◆ Entries shown:
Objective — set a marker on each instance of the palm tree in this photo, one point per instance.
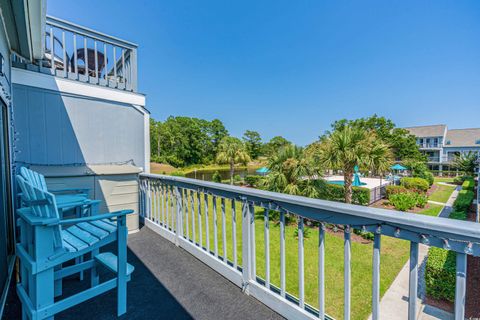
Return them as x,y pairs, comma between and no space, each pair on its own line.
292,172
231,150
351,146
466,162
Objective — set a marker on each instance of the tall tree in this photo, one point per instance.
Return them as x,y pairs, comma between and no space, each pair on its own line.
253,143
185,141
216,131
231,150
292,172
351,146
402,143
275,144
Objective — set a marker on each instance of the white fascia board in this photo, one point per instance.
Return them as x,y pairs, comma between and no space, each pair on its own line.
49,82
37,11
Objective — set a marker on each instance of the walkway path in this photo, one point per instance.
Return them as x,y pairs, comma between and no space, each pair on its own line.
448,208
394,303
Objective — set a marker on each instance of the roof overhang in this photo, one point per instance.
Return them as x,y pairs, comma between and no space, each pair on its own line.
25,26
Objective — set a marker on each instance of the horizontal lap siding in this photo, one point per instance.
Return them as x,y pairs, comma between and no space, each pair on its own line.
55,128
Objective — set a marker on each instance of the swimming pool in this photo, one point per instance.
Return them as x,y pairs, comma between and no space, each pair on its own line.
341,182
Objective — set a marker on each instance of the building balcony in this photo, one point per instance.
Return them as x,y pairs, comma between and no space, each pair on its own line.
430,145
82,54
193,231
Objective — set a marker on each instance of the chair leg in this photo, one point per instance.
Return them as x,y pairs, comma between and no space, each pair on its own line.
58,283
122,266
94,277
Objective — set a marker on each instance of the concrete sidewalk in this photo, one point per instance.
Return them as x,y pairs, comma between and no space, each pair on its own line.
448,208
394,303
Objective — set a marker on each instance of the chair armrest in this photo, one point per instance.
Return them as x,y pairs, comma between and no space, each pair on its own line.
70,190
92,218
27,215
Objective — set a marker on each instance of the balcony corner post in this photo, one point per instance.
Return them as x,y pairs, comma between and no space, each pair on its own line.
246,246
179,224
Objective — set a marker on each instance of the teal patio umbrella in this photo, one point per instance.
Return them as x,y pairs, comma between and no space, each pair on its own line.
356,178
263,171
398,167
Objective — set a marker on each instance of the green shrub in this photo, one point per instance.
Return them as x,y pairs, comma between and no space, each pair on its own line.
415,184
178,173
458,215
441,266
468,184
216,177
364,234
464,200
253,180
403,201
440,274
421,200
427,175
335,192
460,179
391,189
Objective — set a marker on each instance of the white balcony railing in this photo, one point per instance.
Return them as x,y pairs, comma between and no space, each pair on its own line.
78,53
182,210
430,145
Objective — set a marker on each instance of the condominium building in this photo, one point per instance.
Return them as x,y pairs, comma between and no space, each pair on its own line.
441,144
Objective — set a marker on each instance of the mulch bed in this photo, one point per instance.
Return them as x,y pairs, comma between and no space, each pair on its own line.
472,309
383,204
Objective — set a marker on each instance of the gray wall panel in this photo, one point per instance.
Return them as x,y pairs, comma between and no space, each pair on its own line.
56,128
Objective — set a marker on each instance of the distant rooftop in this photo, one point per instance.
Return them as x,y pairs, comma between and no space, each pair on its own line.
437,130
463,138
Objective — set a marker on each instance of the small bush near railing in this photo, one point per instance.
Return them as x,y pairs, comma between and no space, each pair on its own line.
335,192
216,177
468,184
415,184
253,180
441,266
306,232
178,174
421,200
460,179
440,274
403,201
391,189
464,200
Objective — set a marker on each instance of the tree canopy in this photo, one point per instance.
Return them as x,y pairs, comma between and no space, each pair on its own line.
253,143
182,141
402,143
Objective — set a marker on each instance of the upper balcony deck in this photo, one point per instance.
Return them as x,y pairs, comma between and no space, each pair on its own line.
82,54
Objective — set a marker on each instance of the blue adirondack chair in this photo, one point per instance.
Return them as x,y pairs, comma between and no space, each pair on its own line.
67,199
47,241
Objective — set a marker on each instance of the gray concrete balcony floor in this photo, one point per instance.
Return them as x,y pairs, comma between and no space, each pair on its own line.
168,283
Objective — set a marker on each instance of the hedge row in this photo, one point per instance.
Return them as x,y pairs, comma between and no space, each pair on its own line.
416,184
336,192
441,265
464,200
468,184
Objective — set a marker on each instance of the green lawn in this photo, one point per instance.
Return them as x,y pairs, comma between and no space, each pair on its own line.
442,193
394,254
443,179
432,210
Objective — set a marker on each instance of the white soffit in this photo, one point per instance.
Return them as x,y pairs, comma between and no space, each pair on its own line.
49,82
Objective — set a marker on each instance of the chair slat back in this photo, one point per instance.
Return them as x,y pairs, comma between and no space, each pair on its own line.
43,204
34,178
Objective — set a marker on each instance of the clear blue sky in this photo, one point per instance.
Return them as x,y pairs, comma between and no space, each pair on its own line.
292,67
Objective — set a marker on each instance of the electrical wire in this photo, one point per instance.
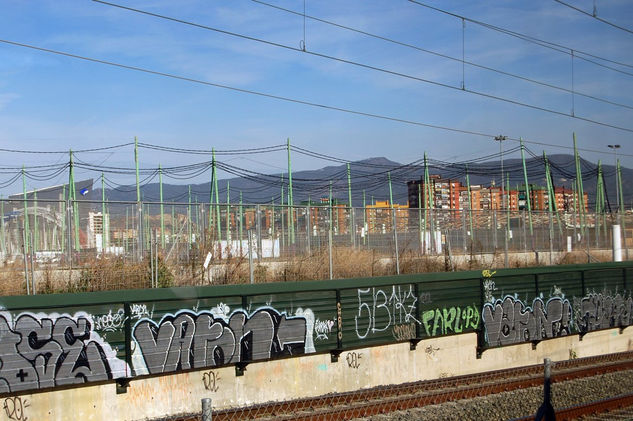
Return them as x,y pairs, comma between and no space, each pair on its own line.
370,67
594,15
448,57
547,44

◆ Given problem: Rewrite all the records above, replacing "set a marker on" with "place a dot on" wherever it appears and leaving everything else unchanged. Leave the pictures out of your answer.

◆ Solution below:
Objective — place a dot on each instance of the palm tree in this photo, one point per instance.
Return them as x,y pairs, comma between and no space, each pair on its own line.
292,172
231,150
351,146
466,162
Objective — place a dot on each instance of the tall tree in this photo, one point per instance.
Return them as x,y pairs, comma between and no space, each pair on its own line.
253,143
185,141
216,131
231,150
292,172
351,146
402,143
275,144
Objective — place a dot on each instance of the white fascia board in this photo, one point per instance.
Return them as x,y pairs, comma between and no space, each pair on its own line.
49,82
37,11
Objective — place a dot on each instance of the walkway path in this photo, one point per instance.
Return them as x,y pairs, comma between and no space, each pair on its own line.
448,208
394,303
Objective — place a dot on each instance of the roof overhang in this photo, one point per instance.
Return them as x,y pairs, comma between and no space, each pair on its own line.
25,26
Objective — place a dot on each instance of the horizontal lap siding in this photo, one point per instance.
Return them as x,y pairs, comma between and no space, each pair on its own line.
55,128
Objective — place a dot on each instance of the swimming pool in this photo, one point per instance.
Return them as x,y pairs, comma between and no space, each pair on its own line.
341,182
Objective — place a dot on each instance of the building balcony in this photo, one point per instance.
Return them as x,y pairs, comma between and no space, each pair on its own line.
430,145
82,54
193,231
Objective — place a dot on each instance of the chair leg in this photo, one point per instance.
Return them as x,y pairs, comma between and no space, each pair on its own line.
58,283
122,266
94,277
Objective — place a dot on each instance of the concrete sidewalk in this photo, one point per instance.
Return them as x,y pairs, comma between and no space, each pair on its own line.
448,208
394,303
Objective — place a dot on each instance of the chair armrest in this photo, one point per instance.
Return them as x,y pairs, comma between and no space, each pair on its own line.
70,190
92,218
27,215
Objective — place a dot on each instance of the balcony corner post in this photo, one point per instance.
Return them as x,y pairs, comma between and no space, each pair on its own line.
246,246
179,224
Objective — place a dot on each instance of the teal patio umbrella in this photo, one point per instance.
Return them as x,y pairs, comma between and no space, each pair on its own line.
356,178
263,171
398,167
Objective — place a dot on each instance of the green shrub in this photo, one point per instance.
Return them as x,y pairs, comma between and no space, each pair on its own line.
415,184
178,173
458,215
441,266
468,184
216,177
364,234
464,200
253,180
403,201
440,274
421,200
427,175
335,192
460,179
391,189
Objective — place a dot on each instance of the white balcony railing in this photo, one point per instance.
Return them as x,y pairs, comma between and no space, each pair on its own line.
78,53
182,210
430,145
Objective — place a dot on each instance of the condominium building in this photo, one point per instance.
Return them as x,y pairs, comma between and no space, each pair on its own line.
441,144
Objective — place a dot on each instance of the mulch bed in this photo, one point per instance.
Return them as x,y pairs, comma between and no space, each pair on its own line.
472,309
383,204
Objective — place a dot on each instance of the gray wall panel in this photo, one point per instance.
Return them as x,y pairs, comma between and no space, each pair on its own line.
56,128
Objective — place a dot on each instance of the distant rooftop in this photo, one point per instance.
Return them as x,y pairs, comma between and no space, each pair on its own line.
437,130
463,138
Objective — place a dot on each instance of the small bush near railing in this photo, one point per instance.
Return them as x,y pairs, comma between and no space, each pair on its own line.
335,192
216,177
468,184
415,184
253,180
441,266
306,232
178,174
421,200
460,179
440,274
403,201
391,189
464,200
Objective — place a dot on each instance of the tree canopy in this photo, one point per instance.
Return them as x,y pairs, comma between and no space, each pair on its own line.
253,143
182,141
402,143
Objective — place a dot on each instance of the upper balcony deck in this photo, one point per instance.
Return them as x,y pairs, comma between and no space, each pair on its own line.
82,54
Objective — place a dot on each instance of the blue adirondack chair in this photo, one point per instance.
Return them as x,y pairs, comma between and no space, each pair on its own line.
67,199
47,241
Objective — place a dot on each instance of the gray concrete balcony floor in this photo, one point per instance.
Return them as x,y pairs, comma between and no space, each pair on its own line.
168,283
Objective — place a dot on each instance of the hedge row in this photo, one point per instance.
Return them as x,y pairs, comma between and no space, each pair on its own line.
416,184
336,192
441,265
464,200
468,184
Objective — place a dot on each instance of the green lawn in this photo, one point per instance.
Return them as x,y pairs, comma between and no space, each pair on its own line.
442,193
394,254
443,179
432,210
Objective — place a dot on each instance of the white soffit in this photo, one point per instance.
Return them as x,y pairs, comma between and no space, each pair on its own line.
49,82
Objective — place a dot on each instance of the chair slat back in this photo, one point per instance.
Return them as x,y pairs, comma between and no space, each pair on its own line.
43,204
34,178
Objective — place a dot on each instance of the clear blue sky in this photo, one point per instance.
Return them as x,y pairs, comma between and no space, each pair on its own line.
292,67
Objective — place a dot on each instance of the electrical wire in this photo, one point per instance.
Return them as x,y pairs, comma between and no space, each pair on its own line.
370,67
594,15
448,57
547,44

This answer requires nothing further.